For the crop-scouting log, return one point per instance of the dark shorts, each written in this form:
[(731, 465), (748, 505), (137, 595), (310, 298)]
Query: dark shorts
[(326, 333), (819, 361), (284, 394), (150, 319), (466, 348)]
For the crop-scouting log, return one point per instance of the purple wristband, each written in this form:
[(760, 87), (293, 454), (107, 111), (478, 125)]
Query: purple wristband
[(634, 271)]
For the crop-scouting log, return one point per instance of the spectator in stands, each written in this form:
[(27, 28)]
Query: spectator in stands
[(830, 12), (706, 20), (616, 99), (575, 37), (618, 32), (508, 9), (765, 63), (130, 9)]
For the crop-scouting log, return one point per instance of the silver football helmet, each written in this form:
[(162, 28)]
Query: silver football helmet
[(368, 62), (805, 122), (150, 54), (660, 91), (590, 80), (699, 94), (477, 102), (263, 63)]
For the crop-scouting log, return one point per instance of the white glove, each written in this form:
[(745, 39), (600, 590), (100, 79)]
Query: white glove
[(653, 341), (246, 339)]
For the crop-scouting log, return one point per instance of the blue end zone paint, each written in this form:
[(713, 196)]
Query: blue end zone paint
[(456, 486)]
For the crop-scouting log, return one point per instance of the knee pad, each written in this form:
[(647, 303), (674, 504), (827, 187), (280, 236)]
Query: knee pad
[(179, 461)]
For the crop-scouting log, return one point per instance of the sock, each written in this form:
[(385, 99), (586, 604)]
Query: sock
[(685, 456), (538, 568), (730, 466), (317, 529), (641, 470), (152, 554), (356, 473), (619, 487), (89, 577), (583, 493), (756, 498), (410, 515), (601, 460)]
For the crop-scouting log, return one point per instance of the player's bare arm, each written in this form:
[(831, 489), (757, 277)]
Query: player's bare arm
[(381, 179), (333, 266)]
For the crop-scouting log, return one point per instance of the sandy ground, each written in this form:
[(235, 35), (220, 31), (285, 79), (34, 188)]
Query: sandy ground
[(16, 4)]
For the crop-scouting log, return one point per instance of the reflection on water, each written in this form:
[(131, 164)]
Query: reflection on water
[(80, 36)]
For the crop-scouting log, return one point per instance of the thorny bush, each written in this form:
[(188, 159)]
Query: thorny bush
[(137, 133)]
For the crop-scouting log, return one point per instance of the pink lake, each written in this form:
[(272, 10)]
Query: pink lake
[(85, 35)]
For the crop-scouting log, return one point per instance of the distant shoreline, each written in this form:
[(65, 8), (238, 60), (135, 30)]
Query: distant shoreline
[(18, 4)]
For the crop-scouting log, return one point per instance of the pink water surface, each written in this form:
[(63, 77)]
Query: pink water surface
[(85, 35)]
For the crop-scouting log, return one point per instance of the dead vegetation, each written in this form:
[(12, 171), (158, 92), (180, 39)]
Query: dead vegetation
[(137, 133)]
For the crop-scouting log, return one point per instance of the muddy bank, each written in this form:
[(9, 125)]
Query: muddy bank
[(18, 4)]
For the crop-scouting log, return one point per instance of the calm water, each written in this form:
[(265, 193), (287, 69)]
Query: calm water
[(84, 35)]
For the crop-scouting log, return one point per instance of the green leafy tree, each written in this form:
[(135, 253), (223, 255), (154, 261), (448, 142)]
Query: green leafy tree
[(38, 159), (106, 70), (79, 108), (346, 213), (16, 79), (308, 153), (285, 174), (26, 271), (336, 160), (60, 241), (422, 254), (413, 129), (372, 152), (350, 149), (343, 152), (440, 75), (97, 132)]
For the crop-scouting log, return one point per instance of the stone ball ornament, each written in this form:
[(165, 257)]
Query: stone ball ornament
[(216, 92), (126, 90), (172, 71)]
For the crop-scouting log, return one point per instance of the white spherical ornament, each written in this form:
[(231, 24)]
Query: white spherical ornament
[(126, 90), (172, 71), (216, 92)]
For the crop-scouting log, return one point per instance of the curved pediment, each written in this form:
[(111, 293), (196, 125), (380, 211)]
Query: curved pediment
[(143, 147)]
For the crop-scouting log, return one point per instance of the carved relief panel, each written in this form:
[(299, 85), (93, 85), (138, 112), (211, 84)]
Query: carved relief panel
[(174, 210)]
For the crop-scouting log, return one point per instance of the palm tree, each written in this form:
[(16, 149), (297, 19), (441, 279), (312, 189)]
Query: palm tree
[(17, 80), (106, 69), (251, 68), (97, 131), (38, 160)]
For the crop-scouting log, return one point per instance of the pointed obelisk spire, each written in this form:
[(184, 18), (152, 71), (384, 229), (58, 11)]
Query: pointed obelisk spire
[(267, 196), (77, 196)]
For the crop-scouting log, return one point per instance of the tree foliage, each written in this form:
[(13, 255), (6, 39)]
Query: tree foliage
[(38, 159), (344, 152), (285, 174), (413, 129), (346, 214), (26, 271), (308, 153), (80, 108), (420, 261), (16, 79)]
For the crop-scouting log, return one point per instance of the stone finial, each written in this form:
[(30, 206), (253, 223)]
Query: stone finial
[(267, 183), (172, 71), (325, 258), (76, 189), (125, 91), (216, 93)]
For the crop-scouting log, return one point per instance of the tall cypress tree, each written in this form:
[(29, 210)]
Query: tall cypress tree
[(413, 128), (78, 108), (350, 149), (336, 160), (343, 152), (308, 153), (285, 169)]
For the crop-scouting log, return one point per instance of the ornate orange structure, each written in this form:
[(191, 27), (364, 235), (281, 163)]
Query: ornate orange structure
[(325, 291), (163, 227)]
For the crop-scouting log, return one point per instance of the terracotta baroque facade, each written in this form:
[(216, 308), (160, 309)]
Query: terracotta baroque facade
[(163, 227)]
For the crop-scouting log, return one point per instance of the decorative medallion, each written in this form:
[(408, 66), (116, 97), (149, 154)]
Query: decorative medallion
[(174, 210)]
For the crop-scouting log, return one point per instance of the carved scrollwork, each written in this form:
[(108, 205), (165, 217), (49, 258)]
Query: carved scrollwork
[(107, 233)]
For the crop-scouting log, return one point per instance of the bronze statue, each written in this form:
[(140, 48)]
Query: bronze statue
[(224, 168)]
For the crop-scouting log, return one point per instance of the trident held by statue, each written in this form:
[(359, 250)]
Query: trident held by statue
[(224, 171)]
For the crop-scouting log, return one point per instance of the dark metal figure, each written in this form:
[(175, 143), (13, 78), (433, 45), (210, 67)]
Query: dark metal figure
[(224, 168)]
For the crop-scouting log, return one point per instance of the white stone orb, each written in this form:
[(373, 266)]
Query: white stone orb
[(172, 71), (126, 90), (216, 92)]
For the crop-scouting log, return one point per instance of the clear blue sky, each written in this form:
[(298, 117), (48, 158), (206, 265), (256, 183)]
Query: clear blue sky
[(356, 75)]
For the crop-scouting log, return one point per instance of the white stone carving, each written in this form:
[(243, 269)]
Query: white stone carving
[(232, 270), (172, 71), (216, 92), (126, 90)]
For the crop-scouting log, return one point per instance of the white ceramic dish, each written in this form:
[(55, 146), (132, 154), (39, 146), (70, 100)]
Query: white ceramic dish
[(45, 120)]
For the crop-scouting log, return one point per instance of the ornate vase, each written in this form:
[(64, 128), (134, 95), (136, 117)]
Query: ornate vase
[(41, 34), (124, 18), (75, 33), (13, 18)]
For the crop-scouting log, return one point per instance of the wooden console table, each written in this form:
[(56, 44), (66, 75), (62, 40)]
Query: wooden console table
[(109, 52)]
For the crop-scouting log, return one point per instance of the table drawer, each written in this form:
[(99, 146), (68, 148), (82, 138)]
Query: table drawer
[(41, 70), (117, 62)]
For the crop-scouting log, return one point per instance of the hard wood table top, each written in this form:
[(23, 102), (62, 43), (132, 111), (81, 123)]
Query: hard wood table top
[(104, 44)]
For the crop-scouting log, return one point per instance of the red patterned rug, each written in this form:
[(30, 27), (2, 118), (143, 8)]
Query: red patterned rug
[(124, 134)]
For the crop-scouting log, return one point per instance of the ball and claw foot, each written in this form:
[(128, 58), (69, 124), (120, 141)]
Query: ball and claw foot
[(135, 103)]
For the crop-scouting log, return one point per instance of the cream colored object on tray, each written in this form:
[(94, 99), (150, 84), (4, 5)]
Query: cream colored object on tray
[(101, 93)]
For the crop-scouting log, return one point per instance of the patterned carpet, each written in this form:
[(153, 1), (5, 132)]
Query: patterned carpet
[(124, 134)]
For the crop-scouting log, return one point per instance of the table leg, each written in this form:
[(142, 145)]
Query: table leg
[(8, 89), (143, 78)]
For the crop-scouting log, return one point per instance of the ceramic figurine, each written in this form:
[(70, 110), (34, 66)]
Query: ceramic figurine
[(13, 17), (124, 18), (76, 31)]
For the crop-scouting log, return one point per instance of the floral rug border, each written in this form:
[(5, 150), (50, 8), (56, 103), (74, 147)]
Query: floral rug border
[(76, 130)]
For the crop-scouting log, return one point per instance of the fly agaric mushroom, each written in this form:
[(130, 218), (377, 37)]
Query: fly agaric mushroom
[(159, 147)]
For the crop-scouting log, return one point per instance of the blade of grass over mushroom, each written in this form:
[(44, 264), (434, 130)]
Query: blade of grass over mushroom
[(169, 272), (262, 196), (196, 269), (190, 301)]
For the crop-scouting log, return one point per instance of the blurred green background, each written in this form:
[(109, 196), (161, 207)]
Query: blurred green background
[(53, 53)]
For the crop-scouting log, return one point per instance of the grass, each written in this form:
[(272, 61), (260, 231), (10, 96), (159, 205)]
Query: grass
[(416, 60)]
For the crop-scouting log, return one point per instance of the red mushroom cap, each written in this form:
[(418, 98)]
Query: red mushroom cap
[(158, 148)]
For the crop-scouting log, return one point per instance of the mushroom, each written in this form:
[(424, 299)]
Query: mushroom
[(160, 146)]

Work order:
Within the material above, extract exactly the lines that start at the line containing "of the ball" and stop after the line containing "[(109, 196), (161, 207)]", and only those.

The completed task:
For the crop-scouting log, return one point per instance of the ball and claw foot, each written in this form:
[(128, 58), (69, 124), (120, 141)]
Query: ball and claw foot
[(135, 103)]
For the crop-scouting log, return one point per instance of the cream colored object on tray, each written in this form:
[(94, 99), (150, 84), (4, 5)]
Query: cream colored object on tray
[(101, 93)]
For the crop-scouting log, return one point per instance of the patterned carpet, each written in this form:
[(153, 1), (5, 132)]
Query: patterned carpet
[(124, 134)]
For the crop-scouting log, return one point per instance of the table leg, each written in this form:
[(142, 145)]
Query: table leg
[(8, 89), (143, 78)]
For the crop-scouting log, return one point per instance of the ceramic figurine, each written in this form:
[(70, 110), (34, 66)]
Query: ceramic figurine
[(13, 17), (124, 18), (76, 31)]
For the crop-scouting log, return one point per instance of the floral rug border, each written in this form:
[(5, 150), (50, 8), (56, 103), (74, 147)]
Query: floral rug border
[(76, 130)]
For the crop-scouting log, return one point per instance of the fly agaric mushroom, each written in this form:
[(130, 218), (377, 37)]
Query: fly agaric mushroom
[(159, 147)]
For the crop-scouting log, return one point per instance of the blade of grass over mushroom, each written in this form:
[(44, 264), (434, 130)]
Query: blade of grass over mushroom
[(169, 272), (262, 196), (196, 269), (190, 301)]
For the crop-scouting log, return one point per instance of the blurred green background, each written in this form:
[(109, 196), (161, 207)]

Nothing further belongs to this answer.